▸ **Exercise details**
From the data that follows, copy every line with the string "water".

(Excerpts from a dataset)
*** Block opens ***

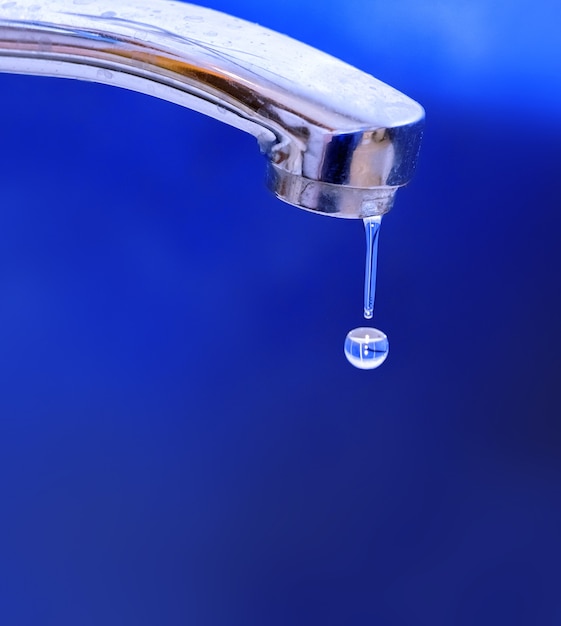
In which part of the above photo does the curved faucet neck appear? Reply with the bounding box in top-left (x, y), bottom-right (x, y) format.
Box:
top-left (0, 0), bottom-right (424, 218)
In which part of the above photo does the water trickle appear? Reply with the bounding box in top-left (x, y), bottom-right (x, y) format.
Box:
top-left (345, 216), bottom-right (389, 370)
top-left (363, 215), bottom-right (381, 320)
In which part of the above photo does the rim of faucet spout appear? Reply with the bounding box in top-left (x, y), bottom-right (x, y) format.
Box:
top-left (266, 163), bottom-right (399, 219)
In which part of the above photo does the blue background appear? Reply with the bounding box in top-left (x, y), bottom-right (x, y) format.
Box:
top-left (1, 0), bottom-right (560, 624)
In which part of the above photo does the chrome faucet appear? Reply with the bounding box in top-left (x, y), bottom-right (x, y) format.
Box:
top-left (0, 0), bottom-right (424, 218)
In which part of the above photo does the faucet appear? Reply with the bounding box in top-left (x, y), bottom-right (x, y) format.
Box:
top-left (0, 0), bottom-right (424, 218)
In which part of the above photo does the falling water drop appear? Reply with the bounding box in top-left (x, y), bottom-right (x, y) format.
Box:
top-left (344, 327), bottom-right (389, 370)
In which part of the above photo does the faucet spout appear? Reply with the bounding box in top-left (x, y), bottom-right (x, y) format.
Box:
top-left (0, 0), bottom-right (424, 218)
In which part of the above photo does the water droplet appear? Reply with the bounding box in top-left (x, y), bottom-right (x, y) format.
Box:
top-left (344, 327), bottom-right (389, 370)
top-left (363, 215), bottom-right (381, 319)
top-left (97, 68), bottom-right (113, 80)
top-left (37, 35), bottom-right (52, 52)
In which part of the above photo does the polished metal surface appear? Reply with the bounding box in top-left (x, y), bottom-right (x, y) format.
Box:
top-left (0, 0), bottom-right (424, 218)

*** Block closes ***

▸ **Exercise solution**
In which part of the above photo does the water trickle appear? Reply with the bounding box in top-left (x, y), bottom-right (x, y) format.
In which part of the above photo does the falling water drop appear? Reply with the bounding box in top-left (x, y), bottom-right (x, y) format.
In which part of the above photo does the water droplet appear? Reply with the bounding box in top-left (x, y), bottom-right (x, y) format.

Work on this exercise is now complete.